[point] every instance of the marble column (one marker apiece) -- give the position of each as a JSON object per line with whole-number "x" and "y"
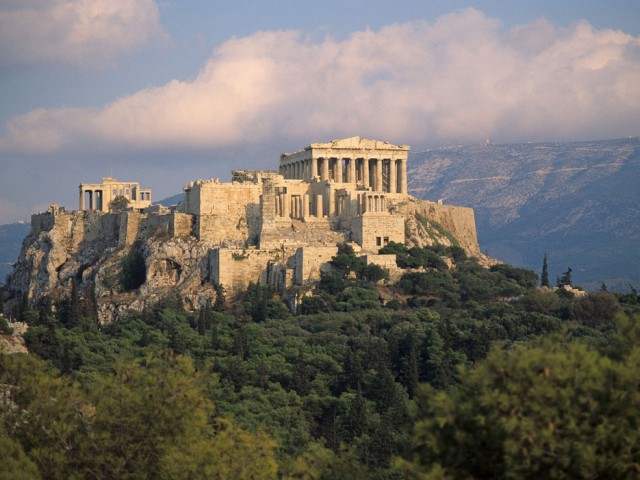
{"x": 403, "y": 176}
{"x": 365, "y": 171}
{"x": 339, "y": 170}
{"x": 393, "y": 179}
{"x": 352, "y": 170}
{"x": 378, "y": 186}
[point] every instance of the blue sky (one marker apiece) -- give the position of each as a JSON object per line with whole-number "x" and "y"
{"x": 167, "y": 92}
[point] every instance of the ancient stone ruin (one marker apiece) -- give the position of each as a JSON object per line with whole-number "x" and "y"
{"x": 280, "y": 228}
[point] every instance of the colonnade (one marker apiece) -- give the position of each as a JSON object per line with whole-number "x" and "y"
{"x": 381, "y": 174}
{"x": 94, "y": 197}
{"x": 98, "y": 196}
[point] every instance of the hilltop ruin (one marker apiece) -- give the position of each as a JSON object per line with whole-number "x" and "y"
{"x": 278, "y": 227}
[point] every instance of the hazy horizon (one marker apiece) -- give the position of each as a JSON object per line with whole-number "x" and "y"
{"x": 163, "y": 93}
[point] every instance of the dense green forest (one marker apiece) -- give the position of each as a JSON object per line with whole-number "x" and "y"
{"x": 466, "y": 372}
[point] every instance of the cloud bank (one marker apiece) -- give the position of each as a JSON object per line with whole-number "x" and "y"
{"x": 461, "y": 78}
{"x": 86, "y": 33}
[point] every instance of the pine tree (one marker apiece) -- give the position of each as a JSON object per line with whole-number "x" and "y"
{"x": 220, "y": 304}
{"x": 544, "y": 277}
{"x": 565, "y": 279}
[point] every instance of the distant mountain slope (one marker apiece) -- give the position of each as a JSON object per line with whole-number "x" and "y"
{"x": 578, "y": 202}
{"x": 11, "y": 236}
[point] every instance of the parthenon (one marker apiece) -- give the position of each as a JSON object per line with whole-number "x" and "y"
{"x": 379, "y": 165}
{"x": 98, "y": 196}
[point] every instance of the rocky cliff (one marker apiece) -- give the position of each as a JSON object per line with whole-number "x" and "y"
{"x": 131, "y": 260}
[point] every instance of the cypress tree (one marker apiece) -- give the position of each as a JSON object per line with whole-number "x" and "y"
{"x": 544, "y": 277}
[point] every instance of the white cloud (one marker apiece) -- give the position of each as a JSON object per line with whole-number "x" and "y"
{"x": 87, "y": 33}
{"x": 459, "y": 78}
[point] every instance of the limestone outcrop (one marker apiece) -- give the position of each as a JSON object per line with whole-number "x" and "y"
{"x": 279, "y": 228}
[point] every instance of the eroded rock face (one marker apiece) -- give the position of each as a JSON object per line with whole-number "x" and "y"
{"x": 14, "y": 343}
{"x": 176, "y": 267}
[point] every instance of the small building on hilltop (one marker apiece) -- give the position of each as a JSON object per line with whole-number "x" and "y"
{"x": 98, "y": 196}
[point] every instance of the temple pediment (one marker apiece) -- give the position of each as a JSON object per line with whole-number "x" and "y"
{"x": 357, "y": 143}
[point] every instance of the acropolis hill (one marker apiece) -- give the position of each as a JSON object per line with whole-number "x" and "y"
{"x": 280, "y": 228}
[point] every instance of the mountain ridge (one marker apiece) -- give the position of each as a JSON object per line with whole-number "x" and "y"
{"x": 577, "y": 202}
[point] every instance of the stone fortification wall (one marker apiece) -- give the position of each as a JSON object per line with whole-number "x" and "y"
{"x": 225, "y": 212}
{"x": 310, "y": 261}
{"x": 374, "y": 230}
{"x": 313, "y": 231}
{"x": 235, "y": 268}
{"x": 135, "y": 226}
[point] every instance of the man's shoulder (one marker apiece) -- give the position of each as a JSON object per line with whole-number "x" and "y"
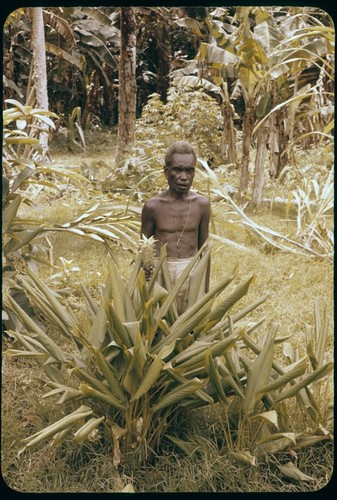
{"x": 202, "y": 200}
{"x": 155, "y": 200}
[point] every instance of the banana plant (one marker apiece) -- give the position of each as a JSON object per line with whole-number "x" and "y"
{"x": 133, "y": 365}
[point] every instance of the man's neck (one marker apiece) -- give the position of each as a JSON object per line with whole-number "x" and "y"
{"x": 178, "y": 196}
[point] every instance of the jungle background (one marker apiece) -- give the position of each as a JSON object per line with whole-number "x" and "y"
{"x": 92, "y": 98}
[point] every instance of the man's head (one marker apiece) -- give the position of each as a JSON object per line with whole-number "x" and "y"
{"x": 179, "y": 147}
{"x": 180, "y": 161}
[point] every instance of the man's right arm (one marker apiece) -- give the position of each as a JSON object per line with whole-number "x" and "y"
{"x": 148, "y": 227}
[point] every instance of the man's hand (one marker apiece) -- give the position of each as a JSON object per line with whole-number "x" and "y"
{"x": 148, "y": 272}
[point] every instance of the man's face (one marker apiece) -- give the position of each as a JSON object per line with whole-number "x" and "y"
{"x": 181, "y": 172}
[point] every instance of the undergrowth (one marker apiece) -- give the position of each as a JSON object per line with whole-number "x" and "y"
{"x": 293, "y": 282}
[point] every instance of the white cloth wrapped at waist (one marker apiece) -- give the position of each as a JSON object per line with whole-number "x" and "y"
{"x": 176, "y": 267}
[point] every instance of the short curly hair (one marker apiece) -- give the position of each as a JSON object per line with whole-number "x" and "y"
{"x": 180, "y": 147}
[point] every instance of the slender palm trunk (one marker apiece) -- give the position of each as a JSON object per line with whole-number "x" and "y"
{"x": 127, "y": 83}
{"x": 40, "y": 71}
{"x": 228, "y": 146}
{"x": 262, "y": 140}
{"x": 246, "y": 140}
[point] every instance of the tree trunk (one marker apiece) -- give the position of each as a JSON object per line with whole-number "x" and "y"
{"x": 228, "y": 146}
{"x": 261, "y": 147}
{"x": 127, "y": 83}
{"x": 246, "y": 140}
{"x": 40, "y": 71}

**REQUEST**
Quote all the lines above exactly as given. Do not include the pictures.

**THE COMPLETED TASK**
[point] every instance of the marble column (one marker apiece) -- give the position of each as a JSON object per line with whole-number "x" and "y"
{"x": 403, "y": 176}
{"x": 365, "y": 171}
{"x": 339, "y": 170}
{"x": 393, "y": 179}
{"x": 352, "y": 170}
{"x": 378, "y": 186}
[point] every instance of the blue sky (one marker apiece) -- give the position of each as a JSON object per line with whole-number "x" and "y"
{"x": 167, "y": 92}
[point] every instance of the ancient stone ruin (one marker apiece) -- give the position of each as a JSON object per line with whole-number "x" and "y"
{"x": 280, "y": 228}
[point] every instance of the colonnade (one marker apiece) -- give the position of each as a JSON object per line with whole-number "x" and "y"
{"x": 381, "y": 174}
{"x": 94, "y": 197}
{"x": 98, "y": 196}
[point] every instance of the hilltop ruin (one marker apiece) -- give the position of each as a JSON object per line with whole-number "x" and "y"
{"x": 278, "y": 227}
[point] every instance of the hazy horizon (one marker apiece) -- give the position of each as a JSON object per line with whole-number "x" and "y"
{"x": 163, "y": 93}
[point] every instance of the dense green forest (one marker apiece) -- give the position of each as a JSON object per line with whole-number "x" and "y"
{"x": 466, "y": 372}
[point] every instance of the cloud bank (one marker apiece) -- give the position of each as a JSON object per line with whole-number "x" and "y"
{"x": 461, "y": 78}
{"x": 86, "y": 33}
[point] every instance of the pine tree (one marker apiece) -- give the position of each as a JSON object per line with whole-number "x" and "y"
{"x": 220, "y": 304}
{"x": 544, "y": 277}
{"x": 565, "y": 279}
[point] every instance of the distant mountain slope (one marker apiece) -- give the position of each as a JSON object per line with whole-number "x" and "y"
{"x": 578, "y": 202}
{"x": 11, "y": 236}
[point] every instance of the parthenon (one marker apiece) -- give the position of each as a JSON object per line with whole-number "x" and "y"
{"x": 379, "y": 165}
{"x": 98, "y": 196}
[point] every instance of the rocky cliff (one marker apiece) -- give the position of each as a JSON object per line with whole-number "x" and "y"
{"x": 131, "y": 260}
[point] every instance of the cypress tree (one marker apiece) -- give the position of each as a JSON object per line with whole-number "x" and "y"
{"x": 544, "y": 277}
[point] every instance of the white cloud (one marker apiece) -- give the position of each as a JSON object per line with whole-number "x" and "y"
{"x": 87, "y": 33}
{"x": 459, "y": 78}
[point] every instance of the limestone outcrop (one marker apiece) -- give the position of each as a JSON object per line with whole-number "x" and "y"
{"x": 279, "y": 228}
[point] every instance of the eroded rock face (one marker apiece) -- give the position of each as a JSON object per line with whole-number "x" and "y"
{"x": 14, "y": 343}
{"x": 176, "y": 267}
[point] every instance of the small building on hilltop (one marker apiece) -- give the position of each as a JSON object per line with whole-number "x" and "y"
{"x": 98, "y": 196}
[point] every instance of the temple pediment (one marker apiece) -- give the position of each as a JSON object per line with whole-number "x" and "y"
{"x": 357, "y": 143}
[point] every instance of the acropolis hill (one marker apiece) -- give the position of each as a JSON object per line with whole-number "x" and "y"
{"x": 280, "y": 228}
[point] every instance of the mountain ridge (one marker apiece) -- give the position of each as a JSON object per line with whole-number "x" and "y"
{"x": 577, "y": 202}
[point] every instance of the stone fortification wall (one marker apiece) -- give the position of each as a JSON object per line with whole-number "x" and "y"
{"x": 225, "y": 212}
{"x": 310, "y": 261}
{"x": 374, "y": 230}
{"x": 313, "y": 231}
{"x": 235, "y": 268}
{"x": 135, "y": 226}
[point] every instance of the man's shoulder (one marker apiece) -- give the position of each as a JSON object per line with whole-number "x" and "y"
{"x": 202, "y": 200}
{"x": 155, "y": 200}
[point] every instance of the banana plant (one marker apiece) -- give the position of each as a JSON object per line with whole-number "x" and "y"
{"x": 133, "y": 365}
[point] every instance of the man's neck (one marker apiece) -- give the position of each as a JSON object per line with whole-number "x" and "y"
{"x": 178, "y": 196}
[point] every instance of the jungle background (one marker apiece) -- give the position of each as a JSON object per line with whole-number "x" and "y"
{"x": 92, "y": 98}
[point] every instance of the man's head (one marker apiece) -- give the position of each as a JSON object per line with whole-number "x" and "y"
{"x": 179, "y": 147}
{"x": 180, "y": 161}
[point] every instance of the man's right arm (one marker apiece) -- give the position of each as a JSON object per line with whole-number "x" and "y"
{"x": 148, "y": 227}
[point] every instance of the man's hand (one marker apiece) -- give the position of each as a JSON object per line with whole-number "x" and "y"
{"x": 148, "y": 272}
[point] every instance of the man's face (one marker apiece) -- give the position of each as a JSON object per line with whole-number "x" and "y"
{"x": 181, "y": 172}
[point] every instance of the undergrowth (one marker apiece) -- give the position of each as a JSON object per line with whole-number "x" and "y"
{"x": 293, "y": 282}
[point] every instance of the white cloth wrapped at waist (one marker apiece) -- give the position of each as a JSON object per line with whole-number "x" and "y"
{"x": 176, "y": 267}
[point] every instance of the short curly hair (one marker apiece) -- give the position of each as a JSON object per line with whole-number "x" and "y"
{"x": 180, "y": 147}
[point] every instance of the slender palm trunk (one marker apiece) -- give the position of each as a JSON object per line with whole-number "x" and "y"
{"x": 127, "y": 83}
{"x": 40, "y": 71}
{"x": 228, "y": 146}
{"x": 262, "y": 140}
{"x": 246, "y": 140}
[point] every instance of the tree trunk (one marker apiece) -- give the position of each as a JSON object per line with whole-number "x" and "y"
{"x": 228, "y": 146}
{"x": 261, "y": 147}
{"x": 127, "y": 83}
{"x": 246, "y": 140}
{"x": 40, "y": 71}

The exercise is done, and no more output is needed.